The problem: Reproduce the lines from the records below, beginning at the line that contains "Where can you see the thumb" and stopping after the line that contains "(1164, 186)".

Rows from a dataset
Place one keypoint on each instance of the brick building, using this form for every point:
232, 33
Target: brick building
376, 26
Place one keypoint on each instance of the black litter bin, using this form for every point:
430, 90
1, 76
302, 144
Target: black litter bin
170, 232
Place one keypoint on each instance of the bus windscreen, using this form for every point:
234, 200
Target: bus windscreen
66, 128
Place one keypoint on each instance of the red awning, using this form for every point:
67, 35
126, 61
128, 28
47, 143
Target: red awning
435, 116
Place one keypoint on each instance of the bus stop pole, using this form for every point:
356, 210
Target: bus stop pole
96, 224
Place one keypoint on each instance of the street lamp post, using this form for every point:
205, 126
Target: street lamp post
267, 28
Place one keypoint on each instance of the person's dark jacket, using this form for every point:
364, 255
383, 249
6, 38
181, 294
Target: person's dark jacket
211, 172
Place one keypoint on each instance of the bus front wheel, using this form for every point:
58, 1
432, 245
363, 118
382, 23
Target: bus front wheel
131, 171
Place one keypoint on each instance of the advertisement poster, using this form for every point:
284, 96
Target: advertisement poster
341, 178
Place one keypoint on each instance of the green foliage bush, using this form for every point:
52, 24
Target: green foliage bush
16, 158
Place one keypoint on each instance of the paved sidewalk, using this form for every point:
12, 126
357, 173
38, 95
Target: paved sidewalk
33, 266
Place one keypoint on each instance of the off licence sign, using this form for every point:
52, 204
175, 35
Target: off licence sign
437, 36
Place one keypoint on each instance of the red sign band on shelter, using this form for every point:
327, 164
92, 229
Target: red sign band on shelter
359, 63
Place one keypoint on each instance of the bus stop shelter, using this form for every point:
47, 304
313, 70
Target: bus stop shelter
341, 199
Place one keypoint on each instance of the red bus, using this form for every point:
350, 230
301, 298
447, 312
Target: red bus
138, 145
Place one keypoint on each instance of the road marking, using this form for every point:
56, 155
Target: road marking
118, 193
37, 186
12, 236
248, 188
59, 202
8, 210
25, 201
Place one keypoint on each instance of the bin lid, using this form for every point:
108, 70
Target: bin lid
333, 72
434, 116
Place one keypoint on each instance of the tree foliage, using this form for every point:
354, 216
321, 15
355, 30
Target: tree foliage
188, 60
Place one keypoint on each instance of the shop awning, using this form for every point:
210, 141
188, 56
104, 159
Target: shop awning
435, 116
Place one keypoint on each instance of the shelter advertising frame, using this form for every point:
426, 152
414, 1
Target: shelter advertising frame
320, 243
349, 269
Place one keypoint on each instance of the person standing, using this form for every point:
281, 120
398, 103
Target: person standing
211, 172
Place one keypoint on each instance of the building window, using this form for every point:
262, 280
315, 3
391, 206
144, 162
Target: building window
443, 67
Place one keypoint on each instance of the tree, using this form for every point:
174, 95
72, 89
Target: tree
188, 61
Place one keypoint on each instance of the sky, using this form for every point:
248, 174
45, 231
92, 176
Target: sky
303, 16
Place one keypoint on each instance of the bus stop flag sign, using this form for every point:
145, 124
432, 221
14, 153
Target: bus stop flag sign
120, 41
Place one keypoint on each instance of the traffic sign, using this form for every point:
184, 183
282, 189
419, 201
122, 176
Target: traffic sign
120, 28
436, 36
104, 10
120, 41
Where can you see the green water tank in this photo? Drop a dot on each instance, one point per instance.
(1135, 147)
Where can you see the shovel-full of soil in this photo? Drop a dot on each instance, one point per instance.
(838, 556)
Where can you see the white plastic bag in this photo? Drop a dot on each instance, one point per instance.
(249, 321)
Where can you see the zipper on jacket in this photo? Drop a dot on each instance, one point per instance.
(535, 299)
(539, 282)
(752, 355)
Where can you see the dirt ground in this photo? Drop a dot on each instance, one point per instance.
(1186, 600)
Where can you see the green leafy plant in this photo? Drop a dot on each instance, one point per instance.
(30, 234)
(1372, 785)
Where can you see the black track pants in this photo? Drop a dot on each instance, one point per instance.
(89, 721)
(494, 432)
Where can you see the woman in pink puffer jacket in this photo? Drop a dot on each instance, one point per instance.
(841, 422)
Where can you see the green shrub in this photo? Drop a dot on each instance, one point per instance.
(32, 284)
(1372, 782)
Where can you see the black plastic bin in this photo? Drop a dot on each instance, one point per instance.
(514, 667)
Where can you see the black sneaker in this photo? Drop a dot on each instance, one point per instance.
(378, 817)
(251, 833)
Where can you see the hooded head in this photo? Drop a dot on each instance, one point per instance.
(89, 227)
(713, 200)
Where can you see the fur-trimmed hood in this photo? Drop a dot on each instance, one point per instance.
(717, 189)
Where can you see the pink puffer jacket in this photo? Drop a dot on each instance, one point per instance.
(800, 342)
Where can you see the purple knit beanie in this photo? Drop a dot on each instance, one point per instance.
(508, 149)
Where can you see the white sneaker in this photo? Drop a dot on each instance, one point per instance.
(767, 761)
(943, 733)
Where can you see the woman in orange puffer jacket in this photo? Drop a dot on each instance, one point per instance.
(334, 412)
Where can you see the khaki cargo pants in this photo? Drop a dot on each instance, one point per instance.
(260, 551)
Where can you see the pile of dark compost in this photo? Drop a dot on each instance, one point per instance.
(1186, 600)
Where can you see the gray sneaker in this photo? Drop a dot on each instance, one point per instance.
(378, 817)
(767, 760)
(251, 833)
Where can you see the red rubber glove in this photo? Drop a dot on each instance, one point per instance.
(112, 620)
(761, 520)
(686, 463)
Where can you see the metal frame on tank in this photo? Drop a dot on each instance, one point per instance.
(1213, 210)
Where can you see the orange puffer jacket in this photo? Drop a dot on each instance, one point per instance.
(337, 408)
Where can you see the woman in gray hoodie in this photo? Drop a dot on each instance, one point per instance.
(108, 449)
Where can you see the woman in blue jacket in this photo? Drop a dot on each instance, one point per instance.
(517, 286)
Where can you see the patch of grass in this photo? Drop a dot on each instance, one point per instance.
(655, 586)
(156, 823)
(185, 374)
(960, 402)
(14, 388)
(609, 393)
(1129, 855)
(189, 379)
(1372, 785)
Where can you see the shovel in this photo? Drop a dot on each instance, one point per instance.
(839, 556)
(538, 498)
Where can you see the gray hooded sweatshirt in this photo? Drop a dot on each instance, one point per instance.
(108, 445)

* * *

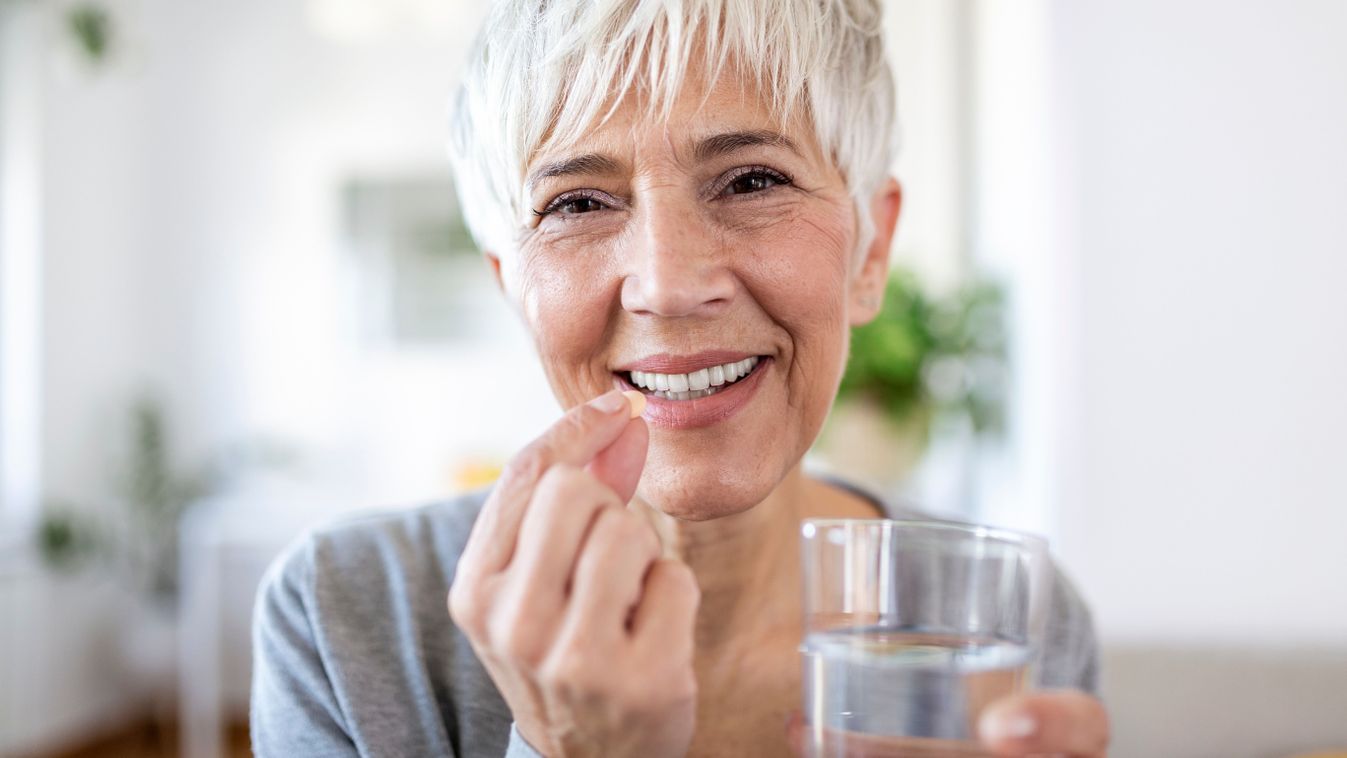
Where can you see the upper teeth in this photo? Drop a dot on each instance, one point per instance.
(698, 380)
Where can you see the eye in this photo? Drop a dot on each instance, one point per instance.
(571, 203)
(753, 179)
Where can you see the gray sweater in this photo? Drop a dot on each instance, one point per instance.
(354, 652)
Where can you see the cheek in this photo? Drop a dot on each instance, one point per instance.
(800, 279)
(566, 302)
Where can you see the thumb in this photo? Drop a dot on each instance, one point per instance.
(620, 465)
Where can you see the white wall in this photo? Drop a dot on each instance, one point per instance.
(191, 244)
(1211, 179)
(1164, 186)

Result for this task:
Where can you see the thumb in this photo? Drop a dot on each instance, one point per instance.
(620, 465)
Where can you see the white wall in this photo? Drop a dot on each instance, one point per instance.
(191, 244)
(1211, 179)
(1164, 186)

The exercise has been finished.